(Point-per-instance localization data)
════════════════
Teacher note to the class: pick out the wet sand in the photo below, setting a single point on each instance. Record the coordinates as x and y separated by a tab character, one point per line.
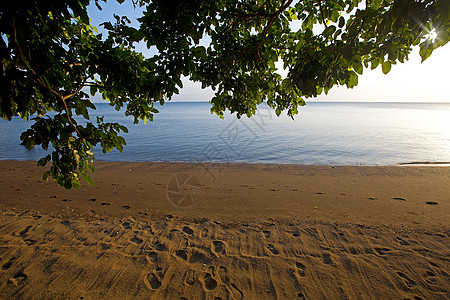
237	231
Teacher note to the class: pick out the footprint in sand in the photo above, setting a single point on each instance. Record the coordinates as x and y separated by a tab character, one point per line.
207	280
197	257
399	198
327	259
235	292
272	249
25	231
204	233
190	277
18	279
152	256
182	254
160	247
137	240
402	241
406	280
29	242
301	269
8	264
218	247
430	277
266	234
126	225
223	275
65	223
382	250
188	230
154	280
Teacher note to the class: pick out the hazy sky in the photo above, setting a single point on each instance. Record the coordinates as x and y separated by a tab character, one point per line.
412	81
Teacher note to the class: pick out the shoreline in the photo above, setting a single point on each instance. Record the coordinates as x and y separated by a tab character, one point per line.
248	231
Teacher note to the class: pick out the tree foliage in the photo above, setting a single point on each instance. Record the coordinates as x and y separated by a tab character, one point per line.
50	53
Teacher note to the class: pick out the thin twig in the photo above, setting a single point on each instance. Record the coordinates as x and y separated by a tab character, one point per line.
61	98
269	24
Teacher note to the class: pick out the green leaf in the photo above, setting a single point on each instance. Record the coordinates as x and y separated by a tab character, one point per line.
373	64
386	67
87	179
341	22
358	67
329	30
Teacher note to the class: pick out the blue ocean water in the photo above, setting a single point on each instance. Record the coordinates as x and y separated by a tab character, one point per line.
323	133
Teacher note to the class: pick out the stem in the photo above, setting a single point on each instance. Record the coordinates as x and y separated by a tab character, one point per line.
39	81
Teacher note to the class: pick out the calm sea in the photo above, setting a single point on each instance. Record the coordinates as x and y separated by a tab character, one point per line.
323	133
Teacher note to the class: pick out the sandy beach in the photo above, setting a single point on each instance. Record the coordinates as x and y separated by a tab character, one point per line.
226	231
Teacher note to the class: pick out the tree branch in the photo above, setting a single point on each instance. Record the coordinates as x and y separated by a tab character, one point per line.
321	12
246	16
39	81
269	24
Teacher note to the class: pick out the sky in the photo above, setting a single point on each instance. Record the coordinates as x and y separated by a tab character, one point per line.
411	81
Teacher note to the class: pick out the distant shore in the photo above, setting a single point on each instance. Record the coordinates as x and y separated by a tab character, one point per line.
233	231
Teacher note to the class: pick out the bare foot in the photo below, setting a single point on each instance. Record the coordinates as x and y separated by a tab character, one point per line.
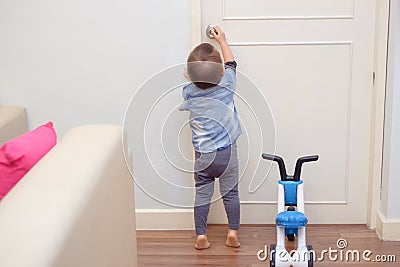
202	242
232	239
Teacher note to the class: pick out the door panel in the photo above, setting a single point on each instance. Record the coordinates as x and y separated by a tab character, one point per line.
312	61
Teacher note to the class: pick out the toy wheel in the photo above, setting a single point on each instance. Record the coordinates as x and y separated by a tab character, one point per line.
290	237
311	256
272	253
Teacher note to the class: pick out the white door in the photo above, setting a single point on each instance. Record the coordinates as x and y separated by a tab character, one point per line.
312	60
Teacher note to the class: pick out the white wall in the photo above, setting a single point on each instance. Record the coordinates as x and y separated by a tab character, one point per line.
79	61
390	205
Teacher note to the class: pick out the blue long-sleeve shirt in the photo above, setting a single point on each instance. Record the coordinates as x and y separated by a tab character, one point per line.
213	117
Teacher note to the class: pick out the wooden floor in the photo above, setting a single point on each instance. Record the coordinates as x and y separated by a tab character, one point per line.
176	248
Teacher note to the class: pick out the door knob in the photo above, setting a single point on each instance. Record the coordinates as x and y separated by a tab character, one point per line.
209	30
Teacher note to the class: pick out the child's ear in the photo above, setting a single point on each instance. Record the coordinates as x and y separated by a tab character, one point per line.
186	74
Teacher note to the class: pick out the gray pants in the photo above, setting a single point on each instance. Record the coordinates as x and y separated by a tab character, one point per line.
208	166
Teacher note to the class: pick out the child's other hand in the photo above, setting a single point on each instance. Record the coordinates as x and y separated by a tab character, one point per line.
218	34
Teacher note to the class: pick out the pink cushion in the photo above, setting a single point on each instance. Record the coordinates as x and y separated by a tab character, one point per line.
19	155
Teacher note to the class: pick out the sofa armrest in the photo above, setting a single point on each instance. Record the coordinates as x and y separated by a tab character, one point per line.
13	123
75	207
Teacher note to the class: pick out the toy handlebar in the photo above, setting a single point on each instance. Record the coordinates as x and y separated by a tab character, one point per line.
282	168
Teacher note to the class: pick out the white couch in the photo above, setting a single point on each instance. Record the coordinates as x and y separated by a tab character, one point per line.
74	208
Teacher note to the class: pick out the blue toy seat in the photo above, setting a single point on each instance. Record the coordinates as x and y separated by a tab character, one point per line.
291	219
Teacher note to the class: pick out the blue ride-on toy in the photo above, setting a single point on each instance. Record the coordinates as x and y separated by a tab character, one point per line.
291	221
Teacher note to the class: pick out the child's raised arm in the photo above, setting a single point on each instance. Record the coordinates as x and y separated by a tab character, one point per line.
220	37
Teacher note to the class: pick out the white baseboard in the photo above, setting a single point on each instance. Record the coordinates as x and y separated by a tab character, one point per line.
164	219
387	229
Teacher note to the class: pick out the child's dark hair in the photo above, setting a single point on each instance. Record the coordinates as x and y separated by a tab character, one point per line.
204	66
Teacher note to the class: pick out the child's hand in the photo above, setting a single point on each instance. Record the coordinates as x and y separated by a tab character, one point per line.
220	37
218	34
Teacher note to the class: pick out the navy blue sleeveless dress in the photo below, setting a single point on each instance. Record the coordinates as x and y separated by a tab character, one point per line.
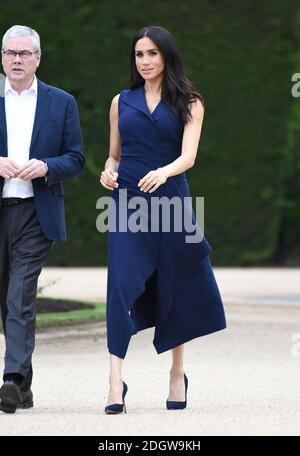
156	279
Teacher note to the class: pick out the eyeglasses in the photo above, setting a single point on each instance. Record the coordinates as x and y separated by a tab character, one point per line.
24	55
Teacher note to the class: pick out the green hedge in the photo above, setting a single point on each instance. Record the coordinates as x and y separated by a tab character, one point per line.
240	55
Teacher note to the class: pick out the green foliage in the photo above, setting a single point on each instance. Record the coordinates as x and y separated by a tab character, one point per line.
240	55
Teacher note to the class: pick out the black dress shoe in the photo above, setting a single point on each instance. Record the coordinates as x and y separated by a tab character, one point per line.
10	395
27	399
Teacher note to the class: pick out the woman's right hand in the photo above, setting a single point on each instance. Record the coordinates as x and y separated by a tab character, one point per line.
109	179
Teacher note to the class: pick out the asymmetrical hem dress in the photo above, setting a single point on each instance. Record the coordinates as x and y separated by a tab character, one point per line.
155	277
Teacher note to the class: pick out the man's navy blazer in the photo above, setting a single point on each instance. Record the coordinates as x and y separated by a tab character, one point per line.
56	139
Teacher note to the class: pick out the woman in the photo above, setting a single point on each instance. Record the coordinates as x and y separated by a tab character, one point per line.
156	278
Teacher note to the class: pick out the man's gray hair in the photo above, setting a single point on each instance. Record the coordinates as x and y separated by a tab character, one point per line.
23	31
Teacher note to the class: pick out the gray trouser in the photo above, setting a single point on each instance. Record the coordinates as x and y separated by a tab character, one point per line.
23	251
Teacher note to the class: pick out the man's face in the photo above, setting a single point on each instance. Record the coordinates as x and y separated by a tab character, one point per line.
20	69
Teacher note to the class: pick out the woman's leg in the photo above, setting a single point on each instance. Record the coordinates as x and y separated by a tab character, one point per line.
176	384
115	380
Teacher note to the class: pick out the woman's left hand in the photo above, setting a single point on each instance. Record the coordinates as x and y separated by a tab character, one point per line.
153	180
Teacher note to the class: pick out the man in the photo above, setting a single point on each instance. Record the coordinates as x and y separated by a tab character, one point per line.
40	146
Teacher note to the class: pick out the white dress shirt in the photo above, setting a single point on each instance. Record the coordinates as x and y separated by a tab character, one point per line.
20	114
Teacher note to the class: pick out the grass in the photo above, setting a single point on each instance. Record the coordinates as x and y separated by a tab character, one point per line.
74	317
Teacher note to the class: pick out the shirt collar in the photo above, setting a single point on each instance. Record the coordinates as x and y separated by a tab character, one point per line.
32	88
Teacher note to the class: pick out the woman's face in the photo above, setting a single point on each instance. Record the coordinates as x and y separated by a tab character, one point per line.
148	59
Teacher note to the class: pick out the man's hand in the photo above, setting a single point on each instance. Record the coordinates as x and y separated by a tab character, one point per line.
9	169
34	168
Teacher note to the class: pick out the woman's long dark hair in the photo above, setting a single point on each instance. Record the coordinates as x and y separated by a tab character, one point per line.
177	90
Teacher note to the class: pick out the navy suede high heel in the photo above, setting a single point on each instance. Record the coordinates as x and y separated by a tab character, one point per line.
114	409
179	405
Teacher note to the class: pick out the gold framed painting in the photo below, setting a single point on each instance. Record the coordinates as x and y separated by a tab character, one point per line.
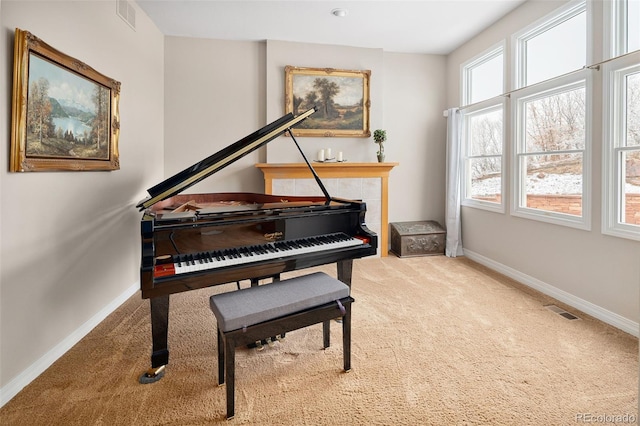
64	113
340	96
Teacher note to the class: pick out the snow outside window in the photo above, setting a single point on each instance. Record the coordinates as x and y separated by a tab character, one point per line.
552	153
483	84
483	130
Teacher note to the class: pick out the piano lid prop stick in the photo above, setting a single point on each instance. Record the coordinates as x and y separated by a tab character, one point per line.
315	175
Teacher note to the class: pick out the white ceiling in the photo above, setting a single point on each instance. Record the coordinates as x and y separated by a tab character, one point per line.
428	26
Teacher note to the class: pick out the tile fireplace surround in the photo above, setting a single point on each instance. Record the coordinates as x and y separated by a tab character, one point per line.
368	182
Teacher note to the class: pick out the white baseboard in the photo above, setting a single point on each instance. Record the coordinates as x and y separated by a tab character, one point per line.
12	388
588	308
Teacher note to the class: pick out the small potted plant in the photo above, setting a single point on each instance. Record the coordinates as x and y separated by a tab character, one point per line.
379	137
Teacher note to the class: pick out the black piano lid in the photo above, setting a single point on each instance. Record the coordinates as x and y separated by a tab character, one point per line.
221	159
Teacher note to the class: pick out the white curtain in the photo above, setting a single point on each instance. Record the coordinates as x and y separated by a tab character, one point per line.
452	209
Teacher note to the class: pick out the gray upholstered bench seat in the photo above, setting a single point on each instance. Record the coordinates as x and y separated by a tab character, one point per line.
252	314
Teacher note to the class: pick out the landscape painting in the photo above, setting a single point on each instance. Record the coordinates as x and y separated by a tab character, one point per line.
341	98
64	112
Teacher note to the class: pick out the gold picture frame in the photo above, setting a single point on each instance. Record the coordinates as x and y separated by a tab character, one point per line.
64	113
341	96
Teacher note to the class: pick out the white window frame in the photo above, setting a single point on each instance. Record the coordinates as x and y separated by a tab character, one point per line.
465	99
484	57
519	39
615	28
548	87
518	183
614	74
483	107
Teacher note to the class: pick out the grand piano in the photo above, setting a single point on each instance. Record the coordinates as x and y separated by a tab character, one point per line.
192	241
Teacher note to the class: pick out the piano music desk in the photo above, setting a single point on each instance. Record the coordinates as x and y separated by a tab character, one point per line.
248	315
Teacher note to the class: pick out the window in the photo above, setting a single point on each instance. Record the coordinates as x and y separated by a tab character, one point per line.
554	47
551	179
483	77
551	157
483	135
483	130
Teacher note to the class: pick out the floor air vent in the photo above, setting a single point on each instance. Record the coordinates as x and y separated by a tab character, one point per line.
561	312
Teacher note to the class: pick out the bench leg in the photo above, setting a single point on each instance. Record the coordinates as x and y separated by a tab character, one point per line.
220	358
230	355
346	338
326	332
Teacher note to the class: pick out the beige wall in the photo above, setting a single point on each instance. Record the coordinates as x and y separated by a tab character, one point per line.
70	240
212	102
594	272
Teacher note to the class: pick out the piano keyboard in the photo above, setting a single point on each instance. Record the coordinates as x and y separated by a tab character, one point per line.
208	260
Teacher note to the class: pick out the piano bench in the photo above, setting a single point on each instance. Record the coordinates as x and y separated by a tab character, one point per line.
251	314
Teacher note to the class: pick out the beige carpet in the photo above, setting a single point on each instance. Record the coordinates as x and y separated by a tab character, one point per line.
436	341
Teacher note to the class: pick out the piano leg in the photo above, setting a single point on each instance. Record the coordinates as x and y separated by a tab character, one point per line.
159	332
345	269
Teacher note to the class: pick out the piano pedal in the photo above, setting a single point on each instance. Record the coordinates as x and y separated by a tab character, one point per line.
152	375
259	346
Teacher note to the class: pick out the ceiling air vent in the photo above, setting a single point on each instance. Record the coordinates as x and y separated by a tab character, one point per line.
127	12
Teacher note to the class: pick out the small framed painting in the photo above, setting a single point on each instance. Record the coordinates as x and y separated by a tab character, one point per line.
340	96
64	113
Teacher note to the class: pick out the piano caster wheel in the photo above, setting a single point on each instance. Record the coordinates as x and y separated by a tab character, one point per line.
152	375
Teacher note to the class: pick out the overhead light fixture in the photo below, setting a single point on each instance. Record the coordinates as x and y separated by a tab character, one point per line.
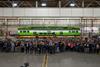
14	4
72	4
43	4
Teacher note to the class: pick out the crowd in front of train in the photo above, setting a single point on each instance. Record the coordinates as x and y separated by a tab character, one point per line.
51	45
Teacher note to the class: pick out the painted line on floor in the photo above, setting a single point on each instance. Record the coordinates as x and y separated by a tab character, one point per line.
45	61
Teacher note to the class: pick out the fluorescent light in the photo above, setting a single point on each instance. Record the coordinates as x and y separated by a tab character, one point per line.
72	4
14	4
43	4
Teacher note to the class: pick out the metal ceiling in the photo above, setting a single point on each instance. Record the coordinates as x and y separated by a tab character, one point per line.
51	3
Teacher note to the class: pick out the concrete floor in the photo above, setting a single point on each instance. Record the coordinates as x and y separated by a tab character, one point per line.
67	59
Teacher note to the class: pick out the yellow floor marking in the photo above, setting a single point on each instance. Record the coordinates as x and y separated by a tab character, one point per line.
45	61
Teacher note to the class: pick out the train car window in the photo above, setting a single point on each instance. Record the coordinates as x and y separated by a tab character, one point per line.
69	31
76	31
20	31
53	33
28	31
73	31
24	31
45	33
40	33
34	33
61	33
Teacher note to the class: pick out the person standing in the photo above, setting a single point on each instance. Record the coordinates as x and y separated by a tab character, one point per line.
27	47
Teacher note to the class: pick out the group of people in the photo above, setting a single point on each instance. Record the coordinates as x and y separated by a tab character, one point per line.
51	45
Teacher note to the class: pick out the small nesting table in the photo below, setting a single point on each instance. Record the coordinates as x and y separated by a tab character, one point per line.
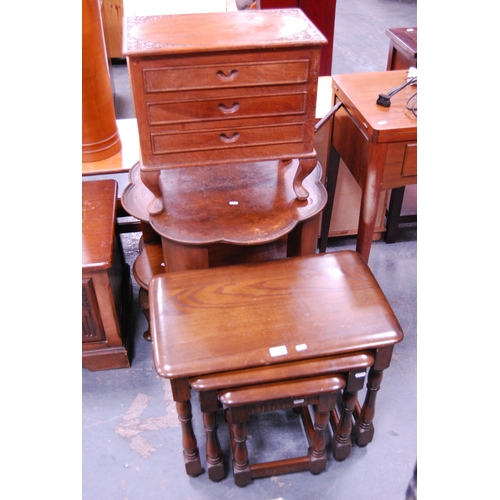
263	315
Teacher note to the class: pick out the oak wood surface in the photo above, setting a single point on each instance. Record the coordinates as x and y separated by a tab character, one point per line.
402	48
223	88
════════════════
Exercise brief:
Only the lines from the one containing "Teacher note to the class: pick out the concrete" through the end of the data above are to be output, exactly and without pictures.

Answer below:
Teacher note to the class: pick out the concrete floor in the photo above, setting a single point on each instance. Record the coordinates as x and y separated by a tab character, one point per line.
67	59
Teacher note to the class: pick out the yellow floor marking in the photo above, setting a single point on each instance. Record the coordinates as x and y separated by a tab character, one point per line.
45	61
Teacher note to the class: pick out the train car window in the photo above, setting a single point on each instance. Record the coordinates as x and y separated by a tab character, one point per line.
69	31
76	31
20	31
53	33
28	31
73	31
24	31
45	33
40	33
34	33
61	33
Teacher note to the class: pick out the person standing in the photo above, setting a single point on each instance. Record the coordinates as x and y separated by a tab character, one point per line.
27	47
Teacher note to the class: pick out the group of people in the photo above, setting a single point on each instance. Record the coordinates as x and y separated by a tab character, one point per line.
51	45
Teacher note to the class: pick out the small nesting table in the photo below, setting a single point on each instance. Record the coordinates as x and y separated by a tab character, one point per line.
263	315
Teacher note to the class: pick out the oak wood surface in the photo above, setting a single point on each instance. Record the coordinates as x and y separated by a tab character, one point per line.
402	48
223	88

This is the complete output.